▶ Problem 1:
Reproduce the judgment below from "Bombay High Court" up to and including "R.M.S. Khandeparkar, J.", swapping "Bombay" for "Mumbai".
* START Extract to read *
Bombay High Court
Kalavati Bharsingh Thapa vs Maharashtra Plastic Industries on 11 August, 2004
Equivalent citations: 2005(1)MHLJ631
Author: R.M.S. Khandeparkar
Bench: R.M.S. Khandeparkar
JUDGMENT R.M.S. Khandeparkar, J.
1. Heard the learned advocates for the parties. Perused the records.
2. The short point which arises for consideration is that on final disposal of the complaint under MRTU and PULP Act, 1971 (hereinafter called as "the said Act") whether the Labour Court would have the power to review its judgment. The facts of the case disclose that the workman filed the complaint under the said Act before the Labour Court alleging unfair labour practice under Item No. 1 of Schedule IV of the said Act. After hearing the parties, the Labour Court by its order dated 20th April, 1994 directed reinstatement of the workman with continuity in service and full backwages from 6th December, 1984. The respondents filed an application for review of the said order being Misc. Review Application (ULP) No. 10 of 1994. The same was allowed by the Labour Court by its order dated 15th July, 1994. The workman filed revision application being Application (ULP) No. 1000 of 1994 before the Industrial Court which came to be rejected by an order dated 27th October, 1999. The workman thereafter filed the Review Application being Application (ULP) No. 26 of 1999 before the Industrial Court. However, the same came to be dismissed on 1st March, 2001. During the pendency of the review application, the workman expired on 7th March, 2000 and thereafter, the petitioner was brought on record as the legal representative of the deceased workman. The grievance of the petitioner is that the Labour Court after disposing of the complaint on merits, has sought to entertain the review application at the instance of the Opponent in the said complaint on the ground that certain documents were not brought to the notice of the Labour Court at the time of the disposal of the said complaint.
* END Extract to read *
* START Data entries *
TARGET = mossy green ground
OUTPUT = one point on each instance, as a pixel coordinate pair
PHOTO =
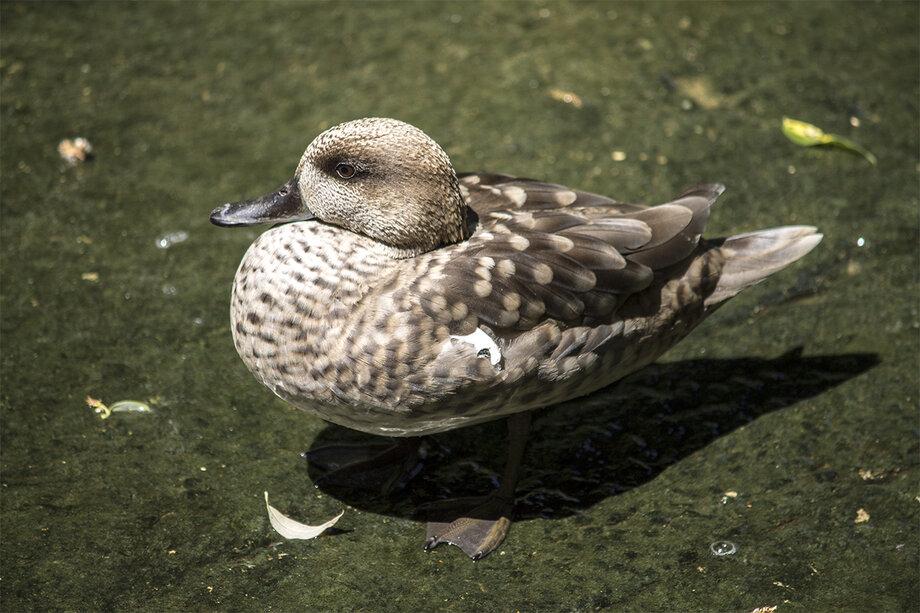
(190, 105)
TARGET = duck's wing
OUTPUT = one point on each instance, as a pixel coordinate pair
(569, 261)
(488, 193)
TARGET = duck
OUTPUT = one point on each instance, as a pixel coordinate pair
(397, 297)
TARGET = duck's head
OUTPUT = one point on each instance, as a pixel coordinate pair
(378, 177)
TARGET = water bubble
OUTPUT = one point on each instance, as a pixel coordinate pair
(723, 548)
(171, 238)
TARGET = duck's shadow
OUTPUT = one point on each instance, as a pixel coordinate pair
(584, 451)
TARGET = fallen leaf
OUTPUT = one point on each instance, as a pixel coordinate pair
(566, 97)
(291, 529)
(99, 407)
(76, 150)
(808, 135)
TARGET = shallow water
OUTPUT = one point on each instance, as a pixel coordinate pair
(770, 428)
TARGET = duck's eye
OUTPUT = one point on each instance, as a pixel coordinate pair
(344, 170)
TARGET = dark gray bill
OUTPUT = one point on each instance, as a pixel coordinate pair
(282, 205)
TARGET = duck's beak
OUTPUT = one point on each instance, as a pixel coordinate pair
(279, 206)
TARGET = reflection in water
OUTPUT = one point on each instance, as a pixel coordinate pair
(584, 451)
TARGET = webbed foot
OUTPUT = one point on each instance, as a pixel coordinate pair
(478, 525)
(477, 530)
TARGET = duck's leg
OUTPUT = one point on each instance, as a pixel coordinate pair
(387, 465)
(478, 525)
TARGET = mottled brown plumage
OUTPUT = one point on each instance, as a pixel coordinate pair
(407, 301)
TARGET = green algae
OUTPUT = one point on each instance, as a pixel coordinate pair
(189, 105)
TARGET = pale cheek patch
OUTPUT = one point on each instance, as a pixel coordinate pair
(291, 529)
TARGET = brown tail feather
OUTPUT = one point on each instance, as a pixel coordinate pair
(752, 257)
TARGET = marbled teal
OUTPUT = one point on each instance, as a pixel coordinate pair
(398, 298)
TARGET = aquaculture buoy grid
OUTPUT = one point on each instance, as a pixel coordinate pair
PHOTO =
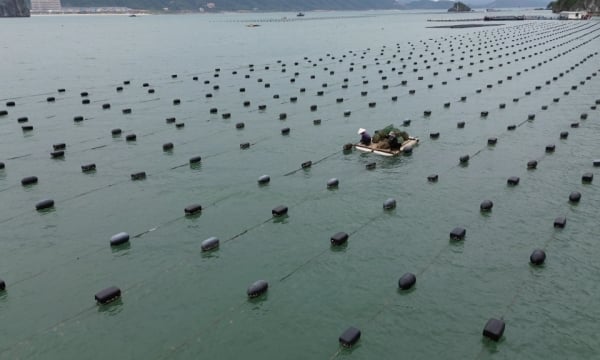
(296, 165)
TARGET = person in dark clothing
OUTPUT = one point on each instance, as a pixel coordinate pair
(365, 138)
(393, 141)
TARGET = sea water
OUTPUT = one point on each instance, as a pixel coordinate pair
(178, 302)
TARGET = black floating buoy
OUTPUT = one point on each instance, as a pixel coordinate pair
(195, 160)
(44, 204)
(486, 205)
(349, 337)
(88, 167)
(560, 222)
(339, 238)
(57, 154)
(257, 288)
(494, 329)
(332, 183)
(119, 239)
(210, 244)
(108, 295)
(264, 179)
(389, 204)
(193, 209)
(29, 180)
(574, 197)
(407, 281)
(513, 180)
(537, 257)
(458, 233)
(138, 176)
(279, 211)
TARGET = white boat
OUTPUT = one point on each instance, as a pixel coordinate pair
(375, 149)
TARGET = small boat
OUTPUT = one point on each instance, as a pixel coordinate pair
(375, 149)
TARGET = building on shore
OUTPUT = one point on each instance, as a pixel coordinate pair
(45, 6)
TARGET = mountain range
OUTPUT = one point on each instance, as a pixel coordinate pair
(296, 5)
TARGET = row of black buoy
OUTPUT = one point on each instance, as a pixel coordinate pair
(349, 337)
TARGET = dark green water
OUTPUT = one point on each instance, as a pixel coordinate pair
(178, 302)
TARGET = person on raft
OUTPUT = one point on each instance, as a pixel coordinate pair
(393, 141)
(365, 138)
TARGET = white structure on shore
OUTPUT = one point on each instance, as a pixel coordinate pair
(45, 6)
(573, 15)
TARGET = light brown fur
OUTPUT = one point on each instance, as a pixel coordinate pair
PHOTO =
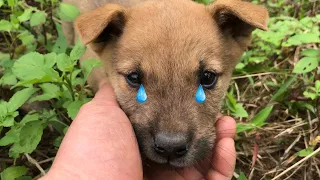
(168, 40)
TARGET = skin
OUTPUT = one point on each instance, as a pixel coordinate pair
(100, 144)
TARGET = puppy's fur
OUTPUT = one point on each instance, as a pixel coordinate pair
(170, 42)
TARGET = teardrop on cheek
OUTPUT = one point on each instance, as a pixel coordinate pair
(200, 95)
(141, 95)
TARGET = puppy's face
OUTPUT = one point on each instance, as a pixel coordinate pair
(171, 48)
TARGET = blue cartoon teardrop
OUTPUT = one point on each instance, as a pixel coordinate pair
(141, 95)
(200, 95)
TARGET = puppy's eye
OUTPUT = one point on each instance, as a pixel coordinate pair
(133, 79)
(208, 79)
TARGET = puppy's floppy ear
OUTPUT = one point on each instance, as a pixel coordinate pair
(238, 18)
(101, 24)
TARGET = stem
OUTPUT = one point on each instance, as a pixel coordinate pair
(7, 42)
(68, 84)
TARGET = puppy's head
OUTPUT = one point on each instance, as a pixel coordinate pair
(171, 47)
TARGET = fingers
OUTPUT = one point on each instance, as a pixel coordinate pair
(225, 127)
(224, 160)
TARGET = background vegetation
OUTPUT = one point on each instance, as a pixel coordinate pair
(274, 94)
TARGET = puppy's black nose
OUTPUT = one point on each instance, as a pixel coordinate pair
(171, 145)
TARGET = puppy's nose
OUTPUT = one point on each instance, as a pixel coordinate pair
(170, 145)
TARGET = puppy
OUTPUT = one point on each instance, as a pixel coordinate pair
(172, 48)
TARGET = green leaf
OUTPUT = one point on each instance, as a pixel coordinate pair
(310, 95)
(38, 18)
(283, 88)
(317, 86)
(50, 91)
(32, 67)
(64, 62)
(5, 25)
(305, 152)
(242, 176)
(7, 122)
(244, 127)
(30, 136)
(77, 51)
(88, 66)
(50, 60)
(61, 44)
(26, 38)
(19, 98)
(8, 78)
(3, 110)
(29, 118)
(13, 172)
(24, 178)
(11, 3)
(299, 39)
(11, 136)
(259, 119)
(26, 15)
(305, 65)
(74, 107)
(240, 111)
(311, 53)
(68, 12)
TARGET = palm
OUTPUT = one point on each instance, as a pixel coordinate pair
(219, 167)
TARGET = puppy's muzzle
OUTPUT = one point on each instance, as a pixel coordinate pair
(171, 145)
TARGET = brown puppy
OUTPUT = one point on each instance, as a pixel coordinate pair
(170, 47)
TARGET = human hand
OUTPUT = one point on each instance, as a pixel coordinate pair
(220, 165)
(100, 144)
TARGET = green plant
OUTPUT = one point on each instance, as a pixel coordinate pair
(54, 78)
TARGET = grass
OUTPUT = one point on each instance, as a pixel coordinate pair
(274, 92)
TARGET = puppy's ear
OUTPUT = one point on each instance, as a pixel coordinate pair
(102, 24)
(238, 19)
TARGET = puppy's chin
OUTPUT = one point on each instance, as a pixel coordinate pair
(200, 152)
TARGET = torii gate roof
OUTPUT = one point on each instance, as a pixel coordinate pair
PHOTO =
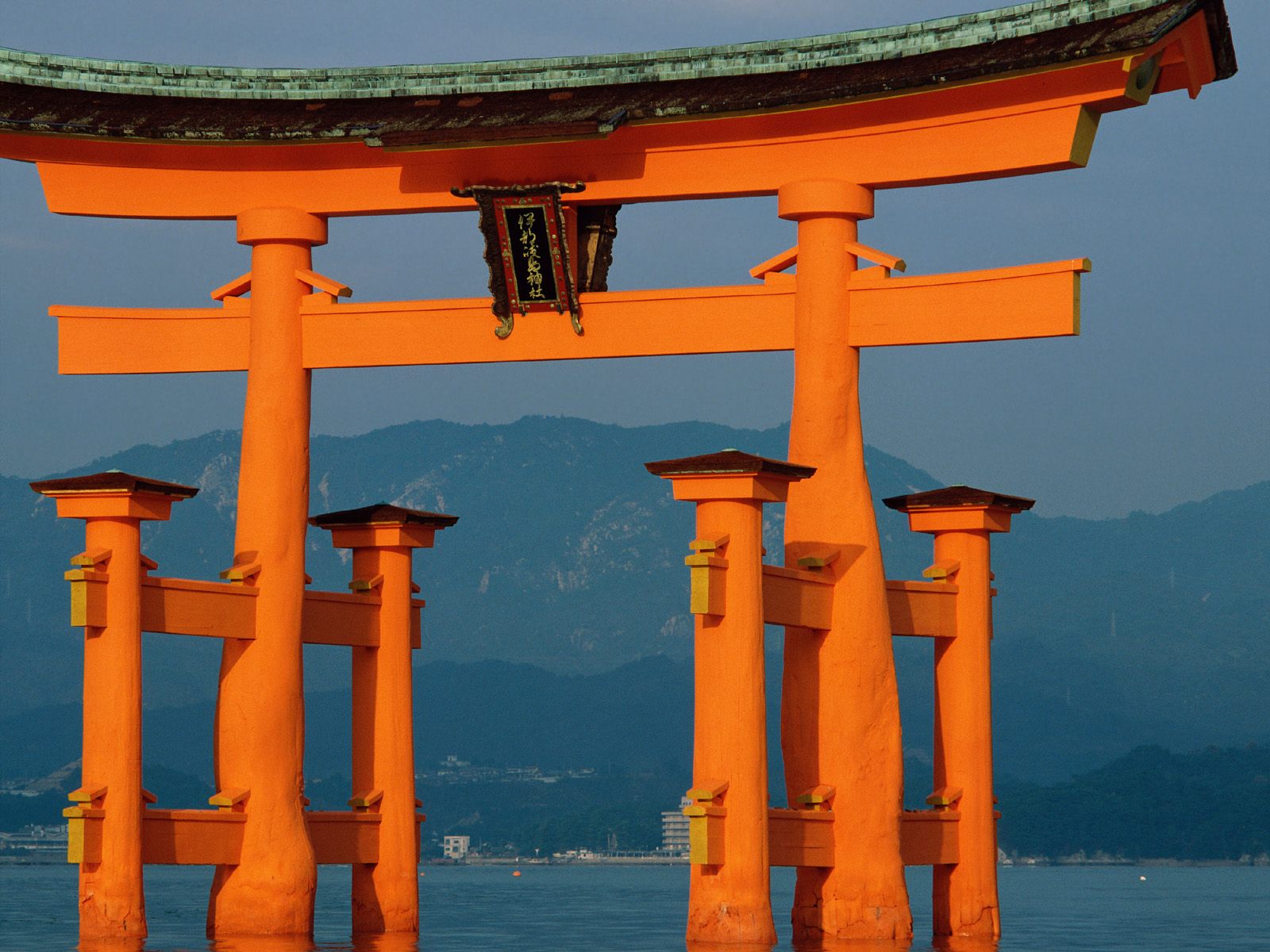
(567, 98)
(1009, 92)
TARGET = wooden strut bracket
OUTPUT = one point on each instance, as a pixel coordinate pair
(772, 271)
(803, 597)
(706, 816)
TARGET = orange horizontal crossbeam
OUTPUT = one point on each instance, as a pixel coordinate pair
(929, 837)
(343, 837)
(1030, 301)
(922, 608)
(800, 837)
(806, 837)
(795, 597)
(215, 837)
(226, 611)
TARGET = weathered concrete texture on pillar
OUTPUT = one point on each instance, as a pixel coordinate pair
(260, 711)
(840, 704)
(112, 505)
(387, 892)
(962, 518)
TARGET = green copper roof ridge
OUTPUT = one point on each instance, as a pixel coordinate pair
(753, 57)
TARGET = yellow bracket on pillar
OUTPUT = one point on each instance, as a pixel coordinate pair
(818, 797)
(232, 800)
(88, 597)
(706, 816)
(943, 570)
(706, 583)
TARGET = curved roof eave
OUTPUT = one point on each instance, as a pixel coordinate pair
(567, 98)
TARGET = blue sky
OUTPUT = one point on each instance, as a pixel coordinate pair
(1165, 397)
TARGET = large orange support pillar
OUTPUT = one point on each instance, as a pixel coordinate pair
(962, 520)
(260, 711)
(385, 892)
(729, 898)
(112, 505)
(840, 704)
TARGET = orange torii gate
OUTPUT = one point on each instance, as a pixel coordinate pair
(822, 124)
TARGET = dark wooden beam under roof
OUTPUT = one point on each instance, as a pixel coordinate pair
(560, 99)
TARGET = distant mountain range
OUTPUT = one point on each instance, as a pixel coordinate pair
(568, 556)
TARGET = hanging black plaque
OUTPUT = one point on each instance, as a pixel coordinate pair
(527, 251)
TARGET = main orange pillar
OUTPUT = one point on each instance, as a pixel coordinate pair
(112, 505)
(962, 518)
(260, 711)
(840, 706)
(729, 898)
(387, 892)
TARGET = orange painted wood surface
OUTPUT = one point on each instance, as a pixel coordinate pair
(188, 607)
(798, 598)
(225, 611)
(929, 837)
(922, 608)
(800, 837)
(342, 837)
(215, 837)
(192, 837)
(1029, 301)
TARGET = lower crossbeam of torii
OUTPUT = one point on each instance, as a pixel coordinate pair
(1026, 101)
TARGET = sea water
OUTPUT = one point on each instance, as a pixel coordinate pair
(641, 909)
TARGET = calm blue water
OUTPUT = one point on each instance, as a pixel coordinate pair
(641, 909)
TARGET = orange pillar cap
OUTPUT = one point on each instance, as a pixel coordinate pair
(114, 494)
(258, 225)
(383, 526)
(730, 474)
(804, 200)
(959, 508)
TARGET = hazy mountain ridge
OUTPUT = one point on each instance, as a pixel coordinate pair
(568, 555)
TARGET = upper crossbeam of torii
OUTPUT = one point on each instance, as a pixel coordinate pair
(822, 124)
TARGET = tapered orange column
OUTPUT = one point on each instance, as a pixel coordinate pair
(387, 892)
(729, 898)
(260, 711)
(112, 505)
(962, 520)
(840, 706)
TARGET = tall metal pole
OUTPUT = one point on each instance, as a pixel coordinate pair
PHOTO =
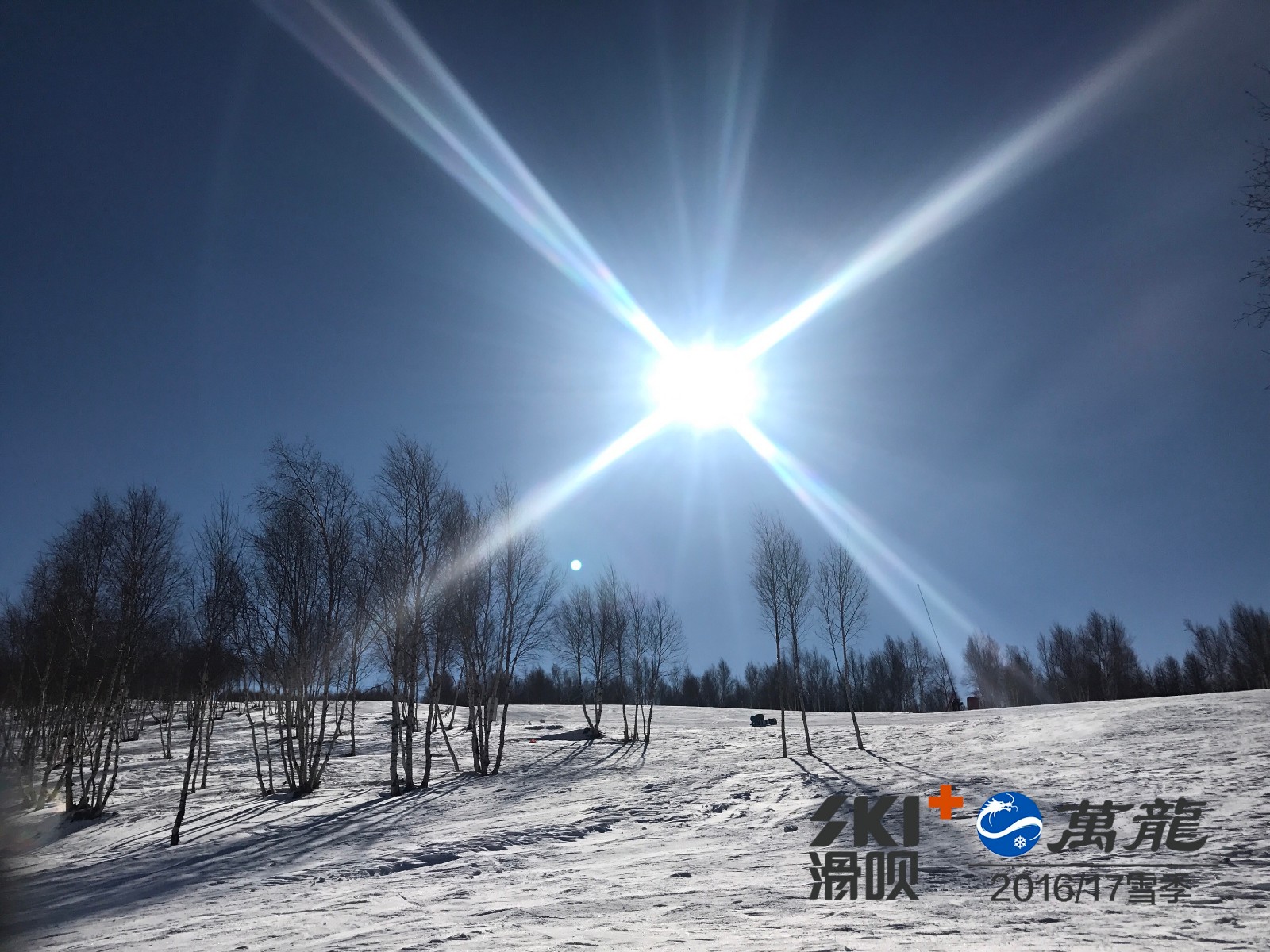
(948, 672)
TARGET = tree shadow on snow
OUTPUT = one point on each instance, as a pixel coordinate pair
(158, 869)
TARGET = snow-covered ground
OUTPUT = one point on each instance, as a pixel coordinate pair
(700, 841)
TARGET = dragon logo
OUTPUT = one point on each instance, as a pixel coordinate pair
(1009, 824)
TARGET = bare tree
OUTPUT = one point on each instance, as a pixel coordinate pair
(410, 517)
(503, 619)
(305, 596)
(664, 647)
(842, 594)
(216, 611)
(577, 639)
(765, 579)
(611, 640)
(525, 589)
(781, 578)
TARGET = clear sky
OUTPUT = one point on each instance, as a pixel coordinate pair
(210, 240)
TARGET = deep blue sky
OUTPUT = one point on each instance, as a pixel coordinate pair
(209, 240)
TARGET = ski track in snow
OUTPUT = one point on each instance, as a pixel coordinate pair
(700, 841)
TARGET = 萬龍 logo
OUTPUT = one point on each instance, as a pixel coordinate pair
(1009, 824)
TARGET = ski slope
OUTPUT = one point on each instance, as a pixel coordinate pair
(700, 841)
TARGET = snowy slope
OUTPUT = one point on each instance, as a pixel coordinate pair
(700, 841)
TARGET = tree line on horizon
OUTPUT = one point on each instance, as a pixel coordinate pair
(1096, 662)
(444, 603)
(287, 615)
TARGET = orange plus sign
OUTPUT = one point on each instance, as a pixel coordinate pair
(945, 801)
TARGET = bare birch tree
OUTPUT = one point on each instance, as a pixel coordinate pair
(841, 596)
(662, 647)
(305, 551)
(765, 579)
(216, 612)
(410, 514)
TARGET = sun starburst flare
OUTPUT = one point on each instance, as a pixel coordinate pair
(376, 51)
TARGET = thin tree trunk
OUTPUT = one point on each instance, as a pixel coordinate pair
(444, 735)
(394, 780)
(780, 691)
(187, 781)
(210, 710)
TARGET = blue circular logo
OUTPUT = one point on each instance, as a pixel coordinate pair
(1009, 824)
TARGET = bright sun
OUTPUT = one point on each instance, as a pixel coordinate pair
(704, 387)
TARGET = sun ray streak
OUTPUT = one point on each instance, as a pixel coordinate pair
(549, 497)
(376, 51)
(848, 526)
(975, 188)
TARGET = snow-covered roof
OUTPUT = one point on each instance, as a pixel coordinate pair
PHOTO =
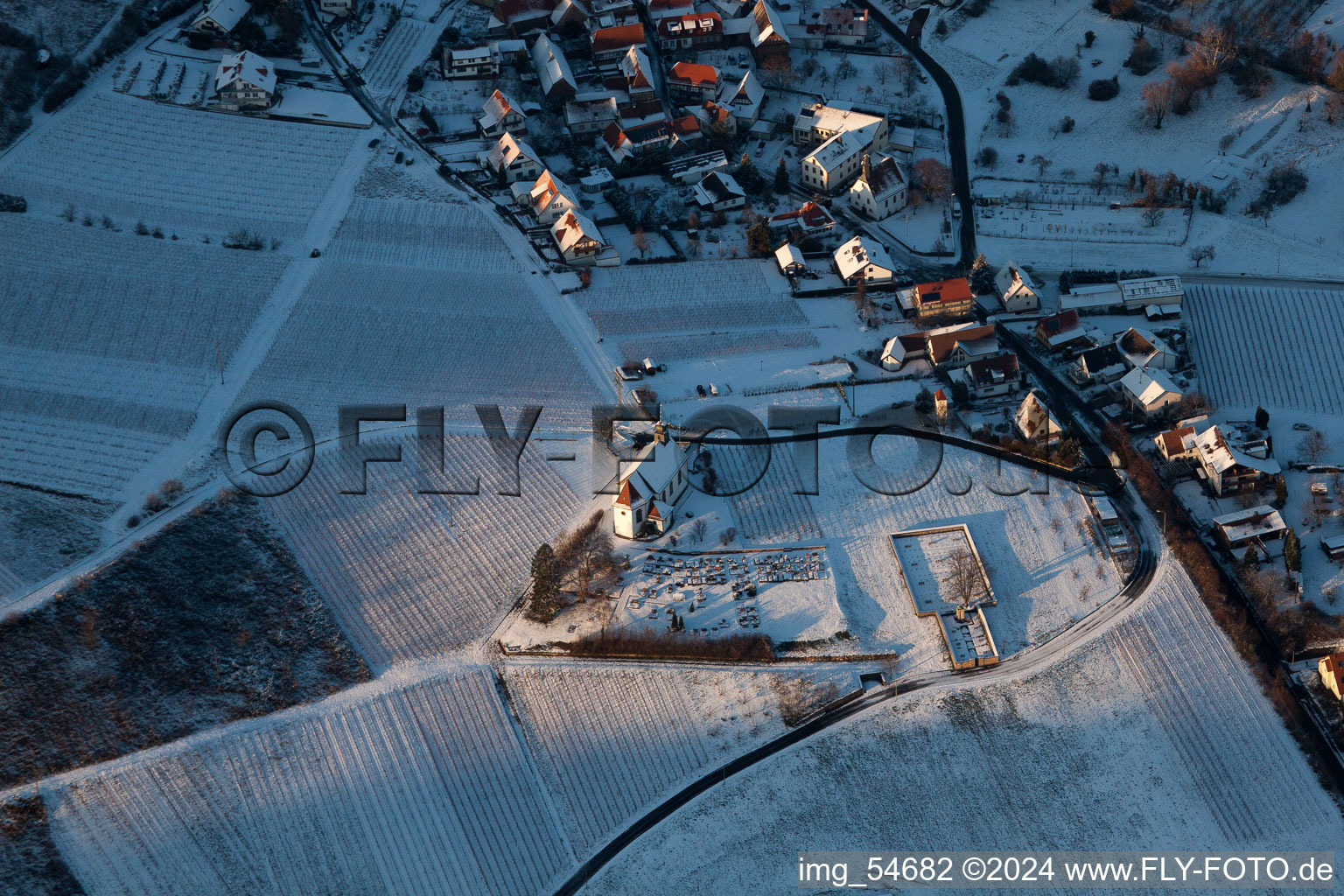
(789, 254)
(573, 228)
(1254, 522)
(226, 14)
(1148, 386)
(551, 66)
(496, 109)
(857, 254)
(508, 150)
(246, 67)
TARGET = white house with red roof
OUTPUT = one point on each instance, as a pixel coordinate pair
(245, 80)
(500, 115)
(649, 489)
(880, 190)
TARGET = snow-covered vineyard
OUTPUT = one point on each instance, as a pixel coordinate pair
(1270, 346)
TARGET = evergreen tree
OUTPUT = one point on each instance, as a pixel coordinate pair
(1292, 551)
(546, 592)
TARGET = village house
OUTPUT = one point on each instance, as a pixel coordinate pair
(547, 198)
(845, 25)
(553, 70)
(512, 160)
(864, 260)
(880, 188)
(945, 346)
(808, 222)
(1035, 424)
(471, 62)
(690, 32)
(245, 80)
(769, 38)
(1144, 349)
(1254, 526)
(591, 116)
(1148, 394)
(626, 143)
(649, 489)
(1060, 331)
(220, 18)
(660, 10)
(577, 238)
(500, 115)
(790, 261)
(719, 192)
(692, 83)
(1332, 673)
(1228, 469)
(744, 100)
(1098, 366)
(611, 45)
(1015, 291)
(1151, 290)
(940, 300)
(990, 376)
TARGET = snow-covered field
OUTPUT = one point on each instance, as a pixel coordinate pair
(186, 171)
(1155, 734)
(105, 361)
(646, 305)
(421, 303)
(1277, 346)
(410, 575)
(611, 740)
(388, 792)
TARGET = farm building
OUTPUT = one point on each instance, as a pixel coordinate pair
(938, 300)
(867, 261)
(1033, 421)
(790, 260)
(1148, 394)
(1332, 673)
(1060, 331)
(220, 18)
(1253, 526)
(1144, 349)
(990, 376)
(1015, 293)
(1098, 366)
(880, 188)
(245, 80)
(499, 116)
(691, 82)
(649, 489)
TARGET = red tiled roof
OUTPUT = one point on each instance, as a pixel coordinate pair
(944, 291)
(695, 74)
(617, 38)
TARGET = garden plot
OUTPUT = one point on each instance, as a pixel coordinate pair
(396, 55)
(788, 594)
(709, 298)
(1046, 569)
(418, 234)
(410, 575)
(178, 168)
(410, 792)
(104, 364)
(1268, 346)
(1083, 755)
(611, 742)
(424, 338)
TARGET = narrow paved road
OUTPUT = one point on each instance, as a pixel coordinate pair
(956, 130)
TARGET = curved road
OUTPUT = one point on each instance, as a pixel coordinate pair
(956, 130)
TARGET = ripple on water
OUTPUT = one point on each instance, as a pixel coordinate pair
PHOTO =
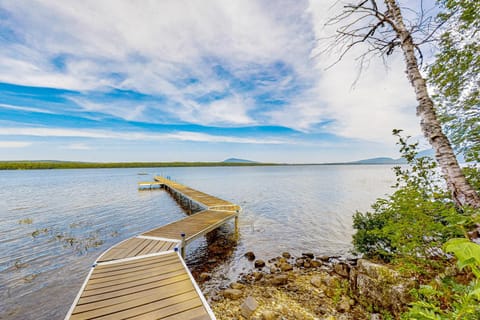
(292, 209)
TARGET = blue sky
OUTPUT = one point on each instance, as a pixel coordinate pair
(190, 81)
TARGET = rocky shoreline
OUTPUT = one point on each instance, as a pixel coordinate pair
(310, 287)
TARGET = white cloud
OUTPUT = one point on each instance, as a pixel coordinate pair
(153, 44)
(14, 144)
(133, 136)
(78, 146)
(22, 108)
* END Data entries *
▶ Problem 2:
Collect every line of the entries above that contains the string "cheek", treating case as significant.

▶ Task solution 1:
Mumbai High Court
Kalavati Bharsingh Thapa vs Maharashtra Plastic Industries on 11 August, 2004
Equivalent citations: 2005(1)MHLJ631
Author: R.M.S. Khandeparkar
Bench: R.M.S. Khandeparkar
JUDGMENT R.M.S. Khandeparkar, J.

▶ Task solution 2:
TARGET = pale cheek patch
TARGET = teardrop on cheek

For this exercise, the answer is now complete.